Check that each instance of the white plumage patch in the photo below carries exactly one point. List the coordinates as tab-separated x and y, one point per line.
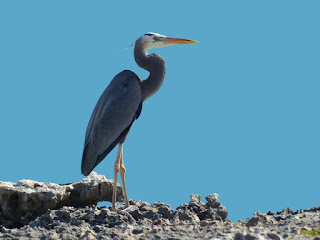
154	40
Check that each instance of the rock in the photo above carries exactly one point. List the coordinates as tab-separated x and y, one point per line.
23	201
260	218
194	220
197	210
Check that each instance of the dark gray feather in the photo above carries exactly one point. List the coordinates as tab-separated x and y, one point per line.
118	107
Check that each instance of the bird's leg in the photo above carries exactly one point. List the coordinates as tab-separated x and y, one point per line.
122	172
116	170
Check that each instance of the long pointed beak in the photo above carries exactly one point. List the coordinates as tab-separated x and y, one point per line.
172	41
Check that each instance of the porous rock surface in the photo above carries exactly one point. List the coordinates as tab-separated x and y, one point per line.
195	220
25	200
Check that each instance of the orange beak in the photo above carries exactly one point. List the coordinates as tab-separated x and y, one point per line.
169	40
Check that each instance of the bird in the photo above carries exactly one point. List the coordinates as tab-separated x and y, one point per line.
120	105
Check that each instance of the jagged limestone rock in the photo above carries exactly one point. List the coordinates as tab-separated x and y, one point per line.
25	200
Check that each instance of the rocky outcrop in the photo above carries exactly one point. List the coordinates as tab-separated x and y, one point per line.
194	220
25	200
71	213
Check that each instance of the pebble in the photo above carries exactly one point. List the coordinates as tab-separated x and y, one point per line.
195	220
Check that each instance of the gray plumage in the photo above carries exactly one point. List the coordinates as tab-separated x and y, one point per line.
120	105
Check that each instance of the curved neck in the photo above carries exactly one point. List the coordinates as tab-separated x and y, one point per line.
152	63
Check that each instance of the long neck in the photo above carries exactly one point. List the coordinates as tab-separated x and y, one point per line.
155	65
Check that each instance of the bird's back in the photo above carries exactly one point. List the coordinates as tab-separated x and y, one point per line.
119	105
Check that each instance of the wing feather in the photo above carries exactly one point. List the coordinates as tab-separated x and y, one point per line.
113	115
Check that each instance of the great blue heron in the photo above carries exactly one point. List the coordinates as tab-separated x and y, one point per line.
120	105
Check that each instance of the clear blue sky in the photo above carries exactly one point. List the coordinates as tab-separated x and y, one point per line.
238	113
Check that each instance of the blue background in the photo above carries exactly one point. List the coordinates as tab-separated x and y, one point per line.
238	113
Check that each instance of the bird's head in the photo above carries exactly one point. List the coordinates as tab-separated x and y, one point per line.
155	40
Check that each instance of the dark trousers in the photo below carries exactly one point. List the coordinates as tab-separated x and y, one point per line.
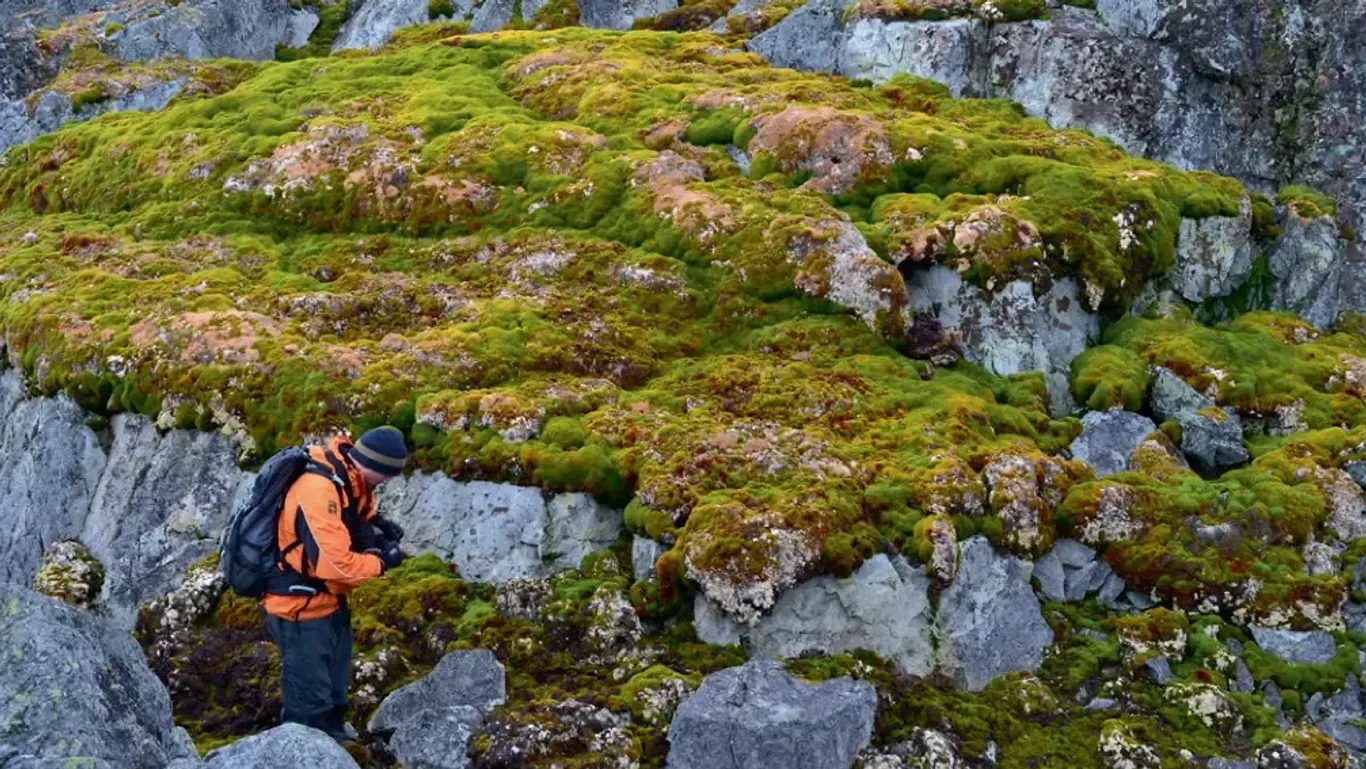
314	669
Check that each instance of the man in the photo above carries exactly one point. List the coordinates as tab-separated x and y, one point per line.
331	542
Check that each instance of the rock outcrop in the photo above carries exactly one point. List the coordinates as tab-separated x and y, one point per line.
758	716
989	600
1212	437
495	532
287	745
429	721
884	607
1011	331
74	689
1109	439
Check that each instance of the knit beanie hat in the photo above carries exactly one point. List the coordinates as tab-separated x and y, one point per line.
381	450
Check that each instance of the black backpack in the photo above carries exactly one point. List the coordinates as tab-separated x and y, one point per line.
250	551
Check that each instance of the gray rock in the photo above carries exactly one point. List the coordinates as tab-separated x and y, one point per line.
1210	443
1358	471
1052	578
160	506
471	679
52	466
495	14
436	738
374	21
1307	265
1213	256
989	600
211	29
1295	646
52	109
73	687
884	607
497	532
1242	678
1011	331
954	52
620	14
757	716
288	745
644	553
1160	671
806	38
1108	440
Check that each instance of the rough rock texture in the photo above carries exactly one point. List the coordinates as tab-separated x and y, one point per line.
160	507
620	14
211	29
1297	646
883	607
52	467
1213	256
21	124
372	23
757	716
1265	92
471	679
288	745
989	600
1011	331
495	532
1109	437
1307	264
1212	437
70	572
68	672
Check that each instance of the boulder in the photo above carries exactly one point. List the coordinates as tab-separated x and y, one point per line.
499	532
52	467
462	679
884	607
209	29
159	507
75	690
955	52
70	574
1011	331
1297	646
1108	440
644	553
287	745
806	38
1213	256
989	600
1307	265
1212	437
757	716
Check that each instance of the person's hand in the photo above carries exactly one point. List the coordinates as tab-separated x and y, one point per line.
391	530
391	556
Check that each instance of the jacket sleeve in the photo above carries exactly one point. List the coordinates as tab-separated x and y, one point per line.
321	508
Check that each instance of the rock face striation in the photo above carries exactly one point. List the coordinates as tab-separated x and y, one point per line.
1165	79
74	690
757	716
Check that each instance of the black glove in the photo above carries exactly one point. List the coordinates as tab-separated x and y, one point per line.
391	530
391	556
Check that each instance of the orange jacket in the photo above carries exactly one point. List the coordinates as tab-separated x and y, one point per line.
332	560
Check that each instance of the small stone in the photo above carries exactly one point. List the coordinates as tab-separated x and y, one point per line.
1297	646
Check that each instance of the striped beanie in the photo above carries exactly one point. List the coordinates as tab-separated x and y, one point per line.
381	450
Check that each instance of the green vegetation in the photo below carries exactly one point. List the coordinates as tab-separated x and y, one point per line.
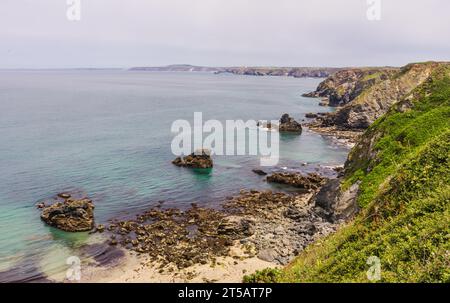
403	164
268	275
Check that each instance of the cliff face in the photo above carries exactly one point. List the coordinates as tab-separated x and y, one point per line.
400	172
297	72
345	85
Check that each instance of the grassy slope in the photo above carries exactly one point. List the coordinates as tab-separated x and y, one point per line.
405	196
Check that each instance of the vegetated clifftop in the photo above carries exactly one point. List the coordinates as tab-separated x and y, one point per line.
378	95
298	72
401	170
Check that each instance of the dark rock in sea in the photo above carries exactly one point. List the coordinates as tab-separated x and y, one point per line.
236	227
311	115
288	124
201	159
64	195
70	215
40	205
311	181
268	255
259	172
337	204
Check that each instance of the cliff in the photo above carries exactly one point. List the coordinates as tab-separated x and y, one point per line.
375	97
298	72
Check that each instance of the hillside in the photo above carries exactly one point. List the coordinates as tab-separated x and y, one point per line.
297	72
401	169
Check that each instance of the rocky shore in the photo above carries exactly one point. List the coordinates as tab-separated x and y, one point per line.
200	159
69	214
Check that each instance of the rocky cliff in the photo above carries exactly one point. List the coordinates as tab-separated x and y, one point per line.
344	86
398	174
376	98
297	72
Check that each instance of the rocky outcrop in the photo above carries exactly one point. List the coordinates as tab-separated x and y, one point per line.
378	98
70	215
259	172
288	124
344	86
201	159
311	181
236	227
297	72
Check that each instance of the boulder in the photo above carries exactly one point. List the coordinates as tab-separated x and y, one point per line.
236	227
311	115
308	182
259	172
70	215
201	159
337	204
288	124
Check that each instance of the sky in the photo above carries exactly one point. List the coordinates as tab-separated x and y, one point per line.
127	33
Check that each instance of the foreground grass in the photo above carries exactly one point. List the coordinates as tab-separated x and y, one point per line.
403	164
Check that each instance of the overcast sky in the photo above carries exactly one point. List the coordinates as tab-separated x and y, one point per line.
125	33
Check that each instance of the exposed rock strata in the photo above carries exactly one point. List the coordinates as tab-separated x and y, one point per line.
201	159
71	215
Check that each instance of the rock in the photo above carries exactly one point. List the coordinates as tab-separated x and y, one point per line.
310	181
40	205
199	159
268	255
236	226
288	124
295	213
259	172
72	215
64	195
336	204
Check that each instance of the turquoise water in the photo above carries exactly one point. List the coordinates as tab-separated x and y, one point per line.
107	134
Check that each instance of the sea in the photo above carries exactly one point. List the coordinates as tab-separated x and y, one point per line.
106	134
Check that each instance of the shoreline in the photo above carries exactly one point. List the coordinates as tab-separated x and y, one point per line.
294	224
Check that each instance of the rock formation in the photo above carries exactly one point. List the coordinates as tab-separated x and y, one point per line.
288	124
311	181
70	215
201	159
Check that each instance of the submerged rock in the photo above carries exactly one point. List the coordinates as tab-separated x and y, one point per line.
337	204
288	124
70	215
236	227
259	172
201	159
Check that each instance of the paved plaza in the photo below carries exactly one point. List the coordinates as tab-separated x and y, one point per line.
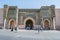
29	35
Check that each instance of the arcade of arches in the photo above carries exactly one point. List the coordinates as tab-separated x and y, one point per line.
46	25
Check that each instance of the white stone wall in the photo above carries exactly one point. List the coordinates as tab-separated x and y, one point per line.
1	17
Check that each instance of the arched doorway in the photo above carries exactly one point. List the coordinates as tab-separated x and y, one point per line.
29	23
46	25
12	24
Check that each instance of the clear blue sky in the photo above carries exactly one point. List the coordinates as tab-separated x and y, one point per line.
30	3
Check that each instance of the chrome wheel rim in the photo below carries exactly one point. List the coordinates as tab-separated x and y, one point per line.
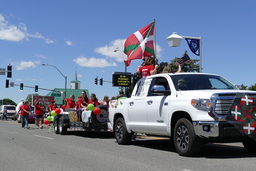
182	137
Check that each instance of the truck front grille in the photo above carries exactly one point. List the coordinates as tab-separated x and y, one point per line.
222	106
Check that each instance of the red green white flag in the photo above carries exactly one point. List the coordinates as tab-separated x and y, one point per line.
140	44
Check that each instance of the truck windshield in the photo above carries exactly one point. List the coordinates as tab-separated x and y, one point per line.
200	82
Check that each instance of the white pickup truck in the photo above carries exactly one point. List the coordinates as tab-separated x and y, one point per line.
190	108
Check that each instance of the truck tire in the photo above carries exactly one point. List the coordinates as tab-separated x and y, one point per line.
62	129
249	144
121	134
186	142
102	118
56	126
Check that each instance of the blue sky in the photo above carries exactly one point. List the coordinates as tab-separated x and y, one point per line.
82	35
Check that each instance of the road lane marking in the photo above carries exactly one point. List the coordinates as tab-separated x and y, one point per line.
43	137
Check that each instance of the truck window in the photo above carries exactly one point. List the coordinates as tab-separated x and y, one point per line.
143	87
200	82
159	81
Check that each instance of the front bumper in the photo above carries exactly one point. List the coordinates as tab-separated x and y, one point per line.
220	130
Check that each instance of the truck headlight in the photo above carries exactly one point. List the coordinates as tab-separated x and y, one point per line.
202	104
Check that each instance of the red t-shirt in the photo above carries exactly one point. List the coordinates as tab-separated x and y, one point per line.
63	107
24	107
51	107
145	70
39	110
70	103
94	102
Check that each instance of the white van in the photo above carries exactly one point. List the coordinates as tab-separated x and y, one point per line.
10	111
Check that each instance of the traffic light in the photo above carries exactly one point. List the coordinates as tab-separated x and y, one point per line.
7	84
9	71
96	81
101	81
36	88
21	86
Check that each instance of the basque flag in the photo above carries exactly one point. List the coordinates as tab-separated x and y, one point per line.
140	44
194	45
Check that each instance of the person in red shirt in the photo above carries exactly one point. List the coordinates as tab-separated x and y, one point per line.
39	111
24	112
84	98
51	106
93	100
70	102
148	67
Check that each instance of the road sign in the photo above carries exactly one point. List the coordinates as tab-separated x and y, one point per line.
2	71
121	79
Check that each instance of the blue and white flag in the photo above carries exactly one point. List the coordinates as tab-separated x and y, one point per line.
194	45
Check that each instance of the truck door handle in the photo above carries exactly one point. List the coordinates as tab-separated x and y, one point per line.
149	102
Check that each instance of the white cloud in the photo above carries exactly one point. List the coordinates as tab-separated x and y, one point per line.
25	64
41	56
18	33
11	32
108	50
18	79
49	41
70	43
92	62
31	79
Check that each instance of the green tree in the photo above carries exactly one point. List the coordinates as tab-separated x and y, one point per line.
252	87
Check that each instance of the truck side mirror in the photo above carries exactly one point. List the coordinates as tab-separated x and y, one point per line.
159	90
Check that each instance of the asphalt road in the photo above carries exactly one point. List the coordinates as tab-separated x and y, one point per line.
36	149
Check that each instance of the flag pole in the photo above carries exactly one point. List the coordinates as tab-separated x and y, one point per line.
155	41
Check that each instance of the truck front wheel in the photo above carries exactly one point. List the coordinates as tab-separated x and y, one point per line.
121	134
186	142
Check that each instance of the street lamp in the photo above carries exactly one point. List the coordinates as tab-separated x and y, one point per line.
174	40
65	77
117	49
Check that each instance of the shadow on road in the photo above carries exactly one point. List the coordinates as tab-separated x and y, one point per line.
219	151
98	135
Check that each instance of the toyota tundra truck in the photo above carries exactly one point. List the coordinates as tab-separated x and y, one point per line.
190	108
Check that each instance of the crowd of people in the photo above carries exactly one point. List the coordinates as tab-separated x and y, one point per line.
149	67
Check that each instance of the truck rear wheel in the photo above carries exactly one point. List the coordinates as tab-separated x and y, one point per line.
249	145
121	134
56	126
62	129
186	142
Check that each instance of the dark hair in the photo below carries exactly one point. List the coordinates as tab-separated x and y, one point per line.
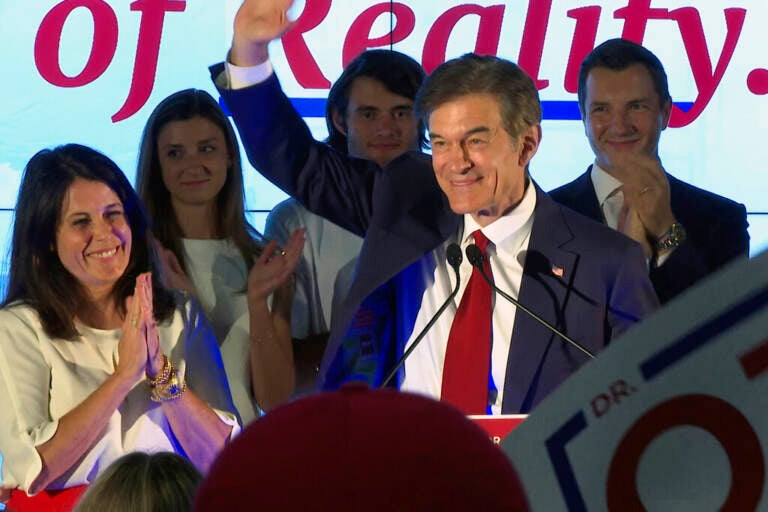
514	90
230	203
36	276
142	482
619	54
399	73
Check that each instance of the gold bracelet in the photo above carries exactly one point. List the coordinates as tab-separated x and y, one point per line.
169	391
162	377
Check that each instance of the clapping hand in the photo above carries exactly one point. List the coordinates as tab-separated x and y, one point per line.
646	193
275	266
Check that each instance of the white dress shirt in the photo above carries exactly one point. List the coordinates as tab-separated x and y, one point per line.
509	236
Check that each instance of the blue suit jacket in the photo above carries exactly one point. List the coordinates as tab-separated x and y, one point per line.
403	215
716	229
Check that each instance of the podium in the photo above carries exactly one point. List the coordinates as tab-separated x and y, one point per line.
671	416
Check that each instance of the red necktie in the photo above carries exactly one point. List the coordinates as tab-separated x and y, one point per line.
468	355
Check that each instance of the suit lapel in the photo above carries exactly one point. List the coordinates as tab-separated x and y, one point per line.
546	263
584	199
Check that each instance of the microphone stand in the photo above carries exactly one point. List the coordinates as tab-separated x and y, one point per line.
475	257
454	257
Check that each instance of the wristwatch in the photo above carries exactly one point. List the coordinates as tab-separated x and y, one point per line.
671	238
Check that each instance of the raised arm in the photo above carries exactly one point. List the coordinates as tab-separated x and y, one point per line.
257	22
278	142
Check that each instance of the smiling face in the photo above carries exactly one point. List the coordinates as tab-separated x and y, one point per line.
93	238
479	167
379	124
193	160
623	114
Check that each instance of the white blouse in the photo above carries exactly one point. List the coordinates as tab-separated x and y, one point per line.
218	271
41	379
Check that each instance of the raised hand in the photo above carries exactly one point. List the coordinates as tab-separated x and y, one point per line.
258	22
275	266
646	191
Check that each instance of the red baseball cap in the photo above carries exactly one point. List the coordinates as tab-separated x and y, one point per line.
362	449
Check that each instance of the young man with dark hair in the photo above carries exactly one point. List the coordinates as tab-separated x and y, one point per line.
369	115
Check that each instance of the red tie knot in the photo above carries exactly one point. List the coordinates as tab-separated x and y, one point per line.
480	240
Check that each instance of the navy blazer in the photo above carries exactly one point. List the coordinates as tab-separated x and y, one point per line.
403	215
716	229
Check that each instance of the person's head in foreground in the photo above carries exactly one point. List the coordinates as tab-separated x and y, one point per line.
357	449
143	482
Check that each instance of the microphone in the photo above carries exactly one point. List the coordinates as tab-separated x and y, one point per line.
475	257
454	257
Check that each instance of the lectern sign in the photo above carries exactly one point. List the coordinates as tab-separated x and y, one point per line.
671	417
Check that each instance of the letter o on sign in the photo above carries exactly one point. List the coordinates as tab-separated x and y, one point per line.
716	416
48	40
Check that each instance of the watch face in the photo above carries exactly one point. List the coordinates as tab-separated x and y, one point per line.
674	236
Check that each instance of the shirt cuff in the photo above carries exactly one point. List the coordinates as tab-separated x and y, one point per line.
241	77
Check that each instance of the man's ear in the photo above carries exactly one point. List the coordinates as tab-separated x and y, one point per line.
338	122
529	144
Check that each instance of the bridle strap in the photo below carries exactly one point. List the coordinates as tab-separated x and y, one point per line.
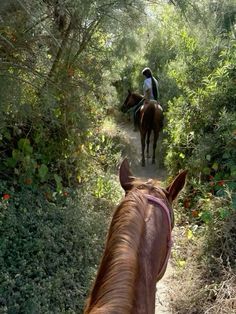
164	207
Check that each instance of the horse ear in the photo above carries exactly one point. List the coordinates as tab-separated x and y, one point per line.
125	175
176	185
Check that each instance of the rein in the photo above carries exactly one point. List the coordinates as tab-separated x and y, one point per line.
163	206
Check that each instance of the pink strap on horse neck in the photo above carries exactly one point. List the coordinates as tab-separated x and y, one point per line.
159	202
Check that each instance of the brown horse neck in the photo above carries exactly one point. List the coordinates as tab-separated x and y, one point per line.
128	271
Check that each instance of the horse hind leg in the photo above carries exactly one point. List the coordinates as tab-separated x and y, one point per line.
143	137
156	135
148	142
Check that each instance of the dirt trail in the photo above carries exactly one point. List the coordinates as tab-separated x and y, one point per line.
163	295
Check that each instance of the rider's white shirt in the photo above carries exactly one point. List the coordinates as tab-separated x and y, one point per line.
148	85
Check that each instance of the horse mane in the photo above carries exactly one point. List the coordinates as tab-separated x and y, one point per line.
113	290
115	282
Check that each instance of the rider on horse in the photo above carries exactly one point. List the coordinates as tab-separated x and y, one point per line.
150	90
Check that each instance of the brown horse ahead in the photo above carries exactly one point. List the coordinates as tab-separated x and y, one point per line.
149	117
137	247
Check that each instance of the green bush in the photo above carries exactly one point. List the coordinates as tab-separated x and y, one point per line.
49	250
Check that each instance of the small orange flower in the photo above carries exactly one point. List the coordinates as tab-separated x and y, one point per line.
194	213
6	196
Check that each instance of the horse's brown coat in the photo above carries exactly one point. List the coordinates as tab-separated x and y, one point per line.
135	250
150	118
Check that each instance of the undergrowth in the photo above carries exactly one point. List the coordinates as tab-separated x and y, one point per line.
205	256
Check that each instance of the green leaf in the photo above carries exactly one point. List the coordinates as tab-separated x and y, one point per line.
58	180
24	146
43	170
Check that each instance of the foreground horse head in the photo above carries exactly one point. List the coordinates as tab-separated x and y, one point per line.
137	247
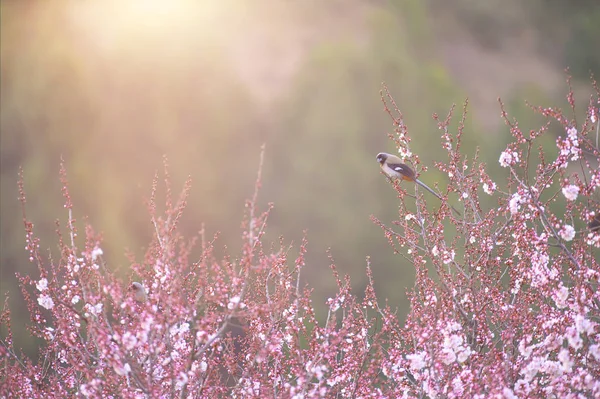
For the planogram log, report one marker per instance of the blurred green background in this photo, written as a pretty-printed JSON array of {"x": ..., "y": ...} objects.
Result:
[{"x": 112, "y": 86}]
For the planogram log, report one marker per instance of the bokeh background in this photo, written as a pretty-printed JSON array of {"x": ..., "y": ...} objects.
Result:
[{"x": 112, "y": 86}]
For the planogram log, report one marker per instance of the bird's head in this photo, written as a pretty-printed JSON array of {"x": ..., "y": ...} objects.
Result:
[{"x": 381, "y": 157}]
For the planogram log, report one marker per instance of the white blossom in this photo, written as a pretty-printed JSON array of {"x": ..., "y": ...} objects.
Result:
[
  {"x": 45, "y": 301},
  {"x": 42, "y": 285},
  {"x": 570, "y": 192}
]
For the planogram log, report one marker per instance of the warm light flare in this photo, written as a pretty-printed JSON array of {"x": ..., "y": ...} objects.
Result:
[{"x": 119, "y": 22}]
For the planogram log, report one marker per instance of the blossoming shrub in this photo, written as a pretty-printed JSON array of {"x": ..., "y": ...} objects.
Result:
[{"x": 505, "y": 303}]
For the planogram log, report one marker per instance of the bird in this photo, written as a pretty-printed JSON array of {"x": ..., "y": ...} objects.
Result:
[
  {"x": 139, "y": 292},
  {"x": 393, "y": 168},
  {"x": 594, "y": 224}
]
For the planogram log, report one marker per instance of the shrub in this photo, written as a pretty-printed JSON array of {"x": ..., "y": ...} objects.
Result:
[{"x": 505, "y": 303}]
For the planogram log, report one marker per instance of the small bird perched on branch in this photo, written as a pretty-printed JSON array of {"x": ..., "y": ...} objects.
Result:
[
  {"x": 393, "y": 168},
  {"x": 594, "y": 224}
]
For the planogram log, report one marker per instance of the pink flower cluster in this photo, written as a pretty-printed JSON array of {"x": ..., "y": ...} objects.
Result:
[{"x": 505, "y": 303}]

- THE TASK -
Starting at the line that contains "the small bird" and continuing to the end of the material, rewrite those lines with "planogram log" changed to "survey log" and everything else left unchanged.

- CORRECT RESULT -
For the survey log, report one marker per instance of the small bird perched on branch in this photo, written as a pretty-printed JSON array of {"x": ..., "y": ...} objects.
Result:
[
  {"x": 393, "y": 168},
  {"x": 594, "y": 224}
]
For the survey log, report one marker per instance of the pink flower cluster in this photo, written as a pretty-printed JSON array of {"x": ..., "y": ...} objects.
Result:
[{"x": 505, "y": 303}]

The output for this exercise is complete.